INSTRUCTIONS TO FOLLOW. Return each line of the material below that contains the string "house".

Some records
╔══
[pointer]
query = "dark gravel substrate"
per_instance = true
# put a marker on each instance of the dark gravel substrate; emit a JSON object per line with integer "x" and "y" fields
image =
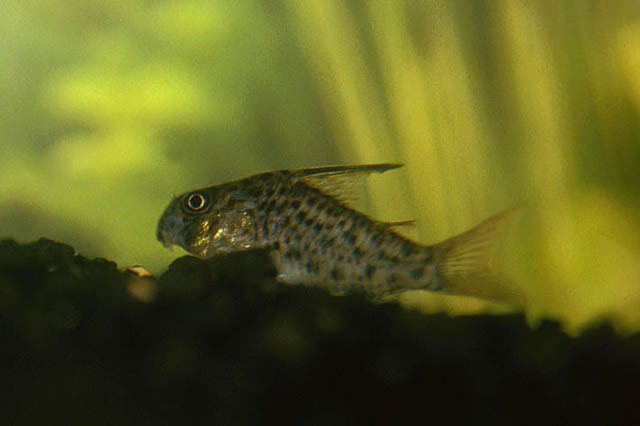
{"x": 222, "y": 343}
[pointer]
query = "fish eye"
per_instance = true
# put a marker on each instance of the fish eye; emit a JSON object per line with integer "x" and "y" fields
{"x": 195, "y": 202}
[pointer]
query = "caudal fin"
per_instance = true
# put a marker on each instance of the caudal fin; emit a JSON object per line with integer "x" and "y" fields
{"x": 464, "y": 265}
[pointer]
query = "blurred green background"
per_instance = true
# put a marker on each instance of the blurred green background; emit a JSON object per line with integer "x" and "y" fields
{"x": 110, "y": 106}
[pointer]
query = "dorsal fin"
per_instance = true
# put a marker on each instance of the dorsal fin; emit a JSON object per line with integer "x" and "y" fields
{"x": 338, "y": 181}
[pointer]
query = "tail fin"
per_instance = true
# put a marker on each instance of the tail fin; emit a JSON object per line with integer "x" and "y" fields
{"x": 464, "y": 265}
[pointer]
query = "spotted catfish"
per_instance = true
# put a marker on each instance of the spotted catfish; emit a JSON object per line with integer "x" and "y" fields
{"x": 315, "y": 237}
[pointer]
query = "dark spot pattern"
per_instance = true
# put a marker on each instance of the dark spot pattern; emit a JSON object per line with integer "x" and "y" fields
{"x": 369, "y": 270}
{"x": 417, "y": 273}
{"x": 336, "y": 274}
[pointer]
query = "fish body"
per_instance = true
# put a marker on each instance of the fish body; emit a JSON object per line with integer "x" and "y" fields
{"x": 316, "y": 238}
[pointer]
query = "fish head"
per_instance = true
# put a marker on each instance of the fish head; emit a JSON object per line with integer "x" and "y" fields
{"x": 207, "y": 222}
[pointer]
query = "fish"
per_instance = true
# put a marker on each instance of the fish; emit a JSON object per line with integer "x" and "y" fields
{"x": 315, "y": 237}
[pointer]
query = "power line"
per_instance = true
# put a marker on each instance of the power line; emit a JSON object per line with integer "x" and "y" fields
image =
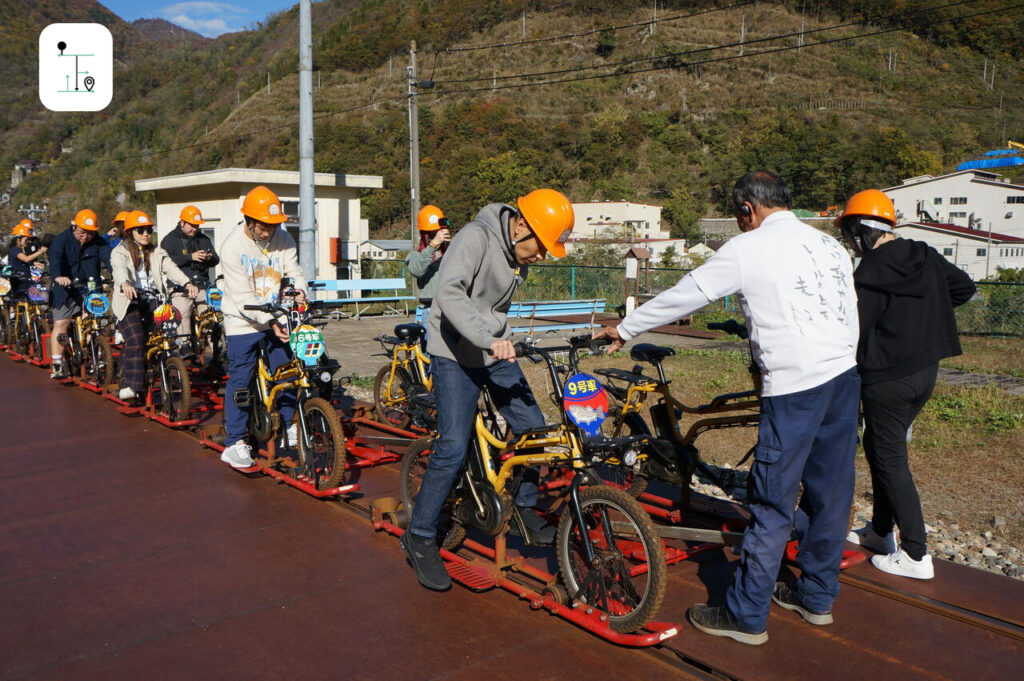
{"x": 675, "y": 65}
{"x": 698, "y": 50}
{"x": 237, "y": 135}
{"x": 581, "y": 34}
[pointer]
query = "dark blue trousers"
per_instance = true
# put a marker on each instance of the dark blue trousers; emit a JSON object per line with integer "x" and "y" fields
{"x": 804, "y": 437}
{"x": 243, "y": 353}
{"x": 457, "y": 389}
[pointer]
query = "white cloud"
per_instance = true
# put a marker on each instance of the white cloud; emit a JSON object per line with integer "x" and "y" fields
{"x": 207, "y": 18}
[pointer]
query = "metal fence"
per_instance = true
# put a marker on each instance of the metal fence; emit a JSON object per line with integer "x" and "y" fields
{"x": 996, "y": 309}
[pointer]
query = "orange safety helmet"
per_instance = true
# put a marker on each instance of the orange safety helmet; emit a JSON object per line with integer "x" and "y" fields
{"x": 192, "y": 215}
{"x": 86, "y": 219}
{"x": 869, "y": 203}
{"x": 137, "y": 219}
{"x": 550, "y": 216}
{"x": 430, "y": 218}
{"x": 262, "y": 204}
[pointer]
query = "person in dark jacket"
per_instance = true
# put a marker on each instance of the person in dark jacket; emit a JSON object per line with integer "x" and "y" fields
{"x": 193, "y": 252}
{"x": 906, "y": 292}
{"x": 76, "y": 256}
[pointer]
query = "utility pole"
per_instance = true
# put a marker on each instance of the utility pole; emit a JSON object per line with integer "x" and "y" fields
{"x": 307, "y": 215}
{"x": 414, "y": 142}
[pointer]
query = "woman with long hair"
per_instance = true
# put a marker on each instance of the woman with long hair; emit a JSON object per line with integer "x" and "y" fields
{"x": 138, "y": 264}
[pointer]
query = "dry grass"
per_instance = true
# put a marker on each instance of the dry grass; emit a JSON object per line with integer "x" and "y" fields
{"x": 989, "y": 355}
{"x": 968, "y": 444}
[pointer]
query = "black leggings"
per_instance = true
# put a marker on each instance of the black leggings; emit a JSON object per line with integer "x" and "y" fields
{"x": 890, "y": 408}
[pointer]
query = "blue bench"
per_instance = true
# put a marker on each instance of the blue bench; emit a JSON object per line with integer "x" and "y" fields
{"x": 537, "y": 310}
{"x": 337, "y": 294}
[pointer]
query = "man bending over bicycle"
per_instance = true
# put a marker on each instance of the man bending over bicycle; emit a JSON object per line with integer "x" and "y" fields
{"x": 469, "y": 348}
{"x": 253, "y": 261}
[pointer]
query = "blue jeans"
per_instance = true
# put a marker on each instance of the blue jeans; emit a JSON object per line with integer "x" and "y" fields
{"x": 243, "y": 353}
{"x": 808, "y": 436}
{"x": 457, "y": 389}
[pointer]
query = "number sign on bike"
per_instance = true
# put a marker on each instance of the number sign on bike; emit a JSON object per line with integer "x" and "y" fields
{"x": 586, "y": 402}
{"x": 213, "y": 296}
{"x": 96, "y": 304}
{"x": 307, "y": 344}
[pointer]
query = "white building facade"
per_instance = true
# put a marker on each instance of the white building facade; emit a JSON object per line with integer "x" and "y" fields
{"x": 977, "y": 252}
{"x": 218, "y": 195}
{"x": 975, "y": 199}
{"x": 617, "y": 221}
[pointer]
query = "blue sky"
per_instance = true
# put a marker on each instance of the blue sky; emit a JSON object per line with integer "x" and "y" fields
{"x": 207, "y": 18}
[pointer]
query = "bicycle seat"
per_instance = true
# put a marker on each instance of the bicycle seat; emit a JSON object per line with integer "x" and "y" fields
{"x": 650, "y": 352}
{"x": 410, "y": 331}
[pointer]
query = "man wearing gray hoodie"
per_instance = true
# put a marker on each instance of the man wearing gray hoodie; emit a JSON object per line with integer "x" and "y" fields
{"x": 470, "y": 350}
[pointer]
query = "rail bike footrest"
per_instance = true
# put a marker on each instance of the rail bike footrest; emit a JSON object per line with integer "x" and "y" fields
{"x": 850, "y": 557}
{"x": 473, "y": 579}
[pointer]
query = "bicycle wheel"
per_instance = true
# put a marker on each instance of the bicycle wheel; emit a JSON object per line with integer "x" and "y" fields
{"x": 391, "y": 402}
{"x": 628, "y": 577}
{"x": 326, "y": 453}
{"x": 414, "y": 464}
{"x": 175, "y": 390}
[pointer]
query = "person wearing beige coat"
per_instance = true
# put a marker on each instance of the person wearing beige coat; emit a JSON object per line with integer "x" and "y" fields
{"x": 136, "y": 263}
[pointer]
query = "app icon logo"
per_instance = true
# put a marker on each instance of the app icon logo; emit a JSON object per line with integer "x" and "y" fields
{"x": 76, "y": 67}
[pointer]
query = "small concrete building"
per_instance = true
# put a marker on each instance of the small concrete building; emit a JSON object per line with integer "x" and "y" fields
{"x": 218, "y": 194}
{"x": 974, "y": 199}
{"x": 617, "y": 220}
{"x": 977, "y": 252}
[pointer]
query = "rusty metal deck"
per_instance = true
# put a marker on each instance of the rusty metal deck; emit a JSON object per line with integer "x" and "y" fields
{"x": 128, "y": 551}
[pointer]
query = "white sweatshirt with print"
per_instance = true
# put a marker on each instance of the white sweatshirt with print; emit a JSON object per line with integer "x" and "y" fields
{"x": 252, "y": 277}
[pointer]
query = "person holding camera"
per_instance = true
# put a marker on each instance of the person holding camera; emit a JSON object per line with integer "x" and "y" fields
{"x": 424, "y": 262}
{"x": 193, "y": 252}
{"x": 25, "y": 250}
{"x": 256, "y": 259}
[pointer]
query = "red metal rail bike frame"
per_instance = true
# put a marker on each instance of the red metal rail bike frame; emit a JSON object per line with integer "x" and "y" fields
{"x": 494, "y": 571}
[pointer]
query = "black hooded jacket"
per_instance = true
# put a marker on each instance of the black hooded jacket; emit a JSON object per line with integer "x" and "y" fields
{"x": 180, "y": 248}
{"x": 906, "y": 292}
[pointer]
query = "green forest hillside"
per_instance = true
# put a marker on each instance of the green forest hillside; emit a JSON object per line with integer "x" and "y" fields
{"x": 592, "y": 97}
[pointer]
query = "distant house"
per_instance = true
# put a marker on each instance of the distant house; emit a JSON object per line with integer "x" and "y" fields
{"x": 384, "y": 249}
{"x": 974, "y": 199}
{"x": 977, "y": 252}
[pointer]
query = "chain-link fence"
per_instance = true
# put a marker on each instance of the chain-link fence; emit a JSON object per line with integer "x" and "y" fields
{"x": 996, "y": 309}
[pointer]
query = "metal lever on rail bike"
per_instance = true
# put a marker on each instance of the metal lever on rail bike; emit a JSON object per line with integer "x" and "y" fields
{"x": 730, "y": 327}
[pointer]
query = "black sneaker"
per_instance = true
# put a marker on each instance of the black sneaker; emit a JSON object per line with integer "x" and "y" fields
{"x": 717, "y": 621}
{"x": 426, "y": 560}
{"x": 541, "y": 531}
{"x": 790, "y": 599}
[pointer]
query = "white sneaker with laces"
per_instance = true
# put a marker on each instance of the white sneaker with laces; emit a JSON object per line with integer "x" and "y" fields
╚══
THE COMPLETED TASK.
query = "distant house"
# put a marker on each instance of the distant house; emit a JSON object per line with integer "x" and "y" fields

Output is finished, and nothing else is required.